Data records
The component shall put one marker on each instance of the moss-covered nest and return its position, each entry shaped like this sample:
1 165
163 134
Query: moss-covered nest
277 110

Exercise brief: In full and without change, transcribe the entries.

Output of the task:
The component shall put one marker on each instance of the moss-covered nest and return its position, each entry shaped like this sample:
1 165
163 134
Query: moss-covered nest
277 110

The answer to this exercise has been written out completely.